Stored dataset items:

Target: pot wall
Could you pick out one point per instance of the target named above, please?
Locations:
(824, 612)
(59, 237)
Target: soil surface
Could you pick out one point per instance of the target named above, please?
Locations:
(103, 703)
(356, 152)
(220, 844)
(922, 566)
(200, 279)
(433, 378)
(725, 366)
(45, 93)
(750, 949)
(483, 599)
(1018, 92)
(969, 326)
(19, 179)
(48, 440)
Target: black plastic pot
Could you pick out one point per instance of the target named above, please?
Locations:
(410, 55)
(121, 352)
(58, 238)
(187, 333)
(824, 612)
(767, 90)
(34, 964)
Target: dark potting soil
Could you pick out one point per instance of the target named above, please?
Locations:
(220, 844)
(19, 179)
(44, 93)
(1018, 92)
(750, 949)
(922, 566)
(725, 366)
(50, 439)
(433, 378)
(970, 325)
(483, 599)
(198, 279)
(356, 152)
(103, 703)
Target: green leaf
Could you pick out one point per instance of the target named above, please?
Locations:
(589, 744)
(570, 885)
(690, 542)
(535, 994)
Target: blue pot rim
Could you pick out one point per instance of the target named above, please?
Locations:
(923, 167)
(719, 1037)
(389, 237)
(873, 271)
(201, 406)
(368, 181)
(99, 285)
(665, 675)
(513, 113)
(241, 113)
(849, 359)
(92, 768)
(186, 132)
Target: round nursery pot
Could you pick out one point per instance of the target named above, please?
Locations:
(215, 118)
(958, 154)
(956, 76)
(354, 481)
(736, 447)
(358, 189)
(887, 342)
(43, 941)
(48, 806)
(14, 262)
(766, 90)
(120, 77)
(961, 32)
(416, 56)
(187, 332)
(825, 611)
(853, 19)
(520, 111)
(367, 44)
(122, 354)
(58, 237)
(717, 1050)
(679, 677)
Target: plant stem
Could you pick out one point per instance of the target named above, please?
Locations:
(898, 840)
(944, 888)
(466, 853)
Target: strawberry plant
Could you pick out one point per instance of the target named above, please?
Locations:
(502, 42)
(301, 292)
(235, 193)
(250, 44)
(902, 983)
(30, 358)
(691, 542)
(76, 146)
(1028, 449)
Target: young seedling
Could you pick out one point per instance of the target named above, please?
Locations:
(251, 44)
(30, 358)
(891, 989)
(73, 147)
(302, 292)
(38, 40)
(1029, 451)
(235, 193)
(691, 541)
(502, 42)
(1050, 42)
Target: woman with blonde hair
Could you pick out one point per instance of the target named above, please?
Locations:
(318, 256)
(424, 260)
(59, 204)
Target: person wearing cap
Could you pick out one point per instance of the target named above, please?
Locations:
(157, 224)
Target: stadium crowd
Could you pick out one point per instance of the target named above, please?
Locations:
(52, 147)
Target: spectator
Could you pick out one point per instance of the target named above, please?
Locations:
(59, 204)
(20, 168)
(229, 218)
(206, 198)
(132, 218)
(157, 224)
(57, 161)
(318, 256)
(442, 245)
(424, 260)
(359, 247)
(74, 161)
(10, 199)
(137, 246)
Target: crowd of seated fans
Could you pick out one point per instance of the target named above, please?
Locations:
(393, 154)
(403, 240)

• [Short task] Rewrite everything from the line "Target: crowd of seated fans" down to the end of the data as a Markdown table with two columns, Row and Line. Give each line its own numbered row and leave out blank lines.

• [Exercise result]
| Row | Line |
|---|---|
| 1 | Target: crowd of seated fans |
| 2 | Could you pick out one point per instance of the target named above, please? |
| 3 | Locations: |
| 4 | (393, 154) |
| 5 | (403, 240) |